Exercise description: Repeat the data in full. Drop every picture.
::::::::::
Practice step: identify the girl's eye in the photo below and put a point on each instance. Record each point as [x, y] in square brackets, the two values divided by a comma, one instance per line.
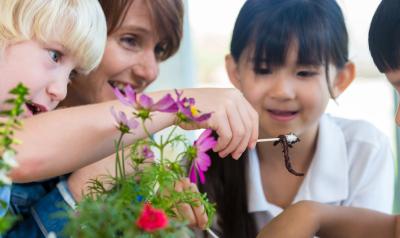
[73, 75]
[160, 51]
[55, 55]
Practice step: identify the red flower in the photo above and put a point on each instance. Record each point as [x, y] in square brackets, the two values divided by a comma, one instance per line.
[152, 219]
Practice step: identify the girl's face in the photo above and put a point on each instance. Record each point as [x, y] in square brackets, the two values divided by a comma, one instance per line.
[290, 98]
[43, 68]
[130, 57]
[394, 79]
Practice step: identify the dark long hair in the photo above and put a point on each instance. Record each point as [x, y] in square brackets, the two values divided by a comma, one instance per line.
[268, 28]
[384, 36]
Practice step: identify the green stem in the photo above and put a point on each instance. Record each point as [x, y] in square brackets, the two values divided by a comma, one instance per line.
[118, 169]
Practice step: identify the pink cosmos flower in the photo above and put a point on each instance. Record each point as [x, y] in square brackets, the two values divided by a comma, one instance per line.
[145, 104]
[152, 219]
[125, 125]
[200, 160]
[188, 110]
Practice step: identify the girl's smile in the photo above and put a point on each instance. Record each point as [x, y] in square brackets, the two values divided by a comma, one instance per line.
[282, 115]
::::::::::
Task result:
Practice step: identify the girl's eye in the photo below and put a point on each instance. Record each point as [x, y] in square brackets, the two values divided by a comma, one instance per line.
[73, 75]
[160, 51]
[55, 55]
Practice step: identify the red flower in the photo above and put a point on each instance. Record each point as [x, y] in square brackets, the two values divided by a comma, one instance per line.
[152, 219]
Practice step: identify the girl's face in the photo above and put a point on each instance. Record each point as [x, y] in square brackets, the two values divided by a comma, one instance per line.
[290, 98]
[43, 68]
[130, 57]
[394, 79]
Practice step: identify the dark long hair in the photo above and put a point on each instance. Record each point as [x, y] in square brackets, the two values divided by a comma, one instance per line.
[268, 28]
[384, 36]
Practice step: identify the green stem in the photo above and put a point on each instance. Record each point as [x, y] in square brackets, the two values divided by a comma, one instance per line.
[118, 169]
Practice step: identify the pink cosmos flower in the photo above and put a point on each instance. Record each point as [x, y] in square brackets, the two values divided by a comma, one instance per line.
[145, 104]
[152, 219]
[125, 125]
[200, 160]
[188, 110]
Practice step: identify the girl's smile in the photo above and put a point on each instance. Record each point as [x, y] in square brackets, the two values divided by a comma, one instance per line.
[282, 115]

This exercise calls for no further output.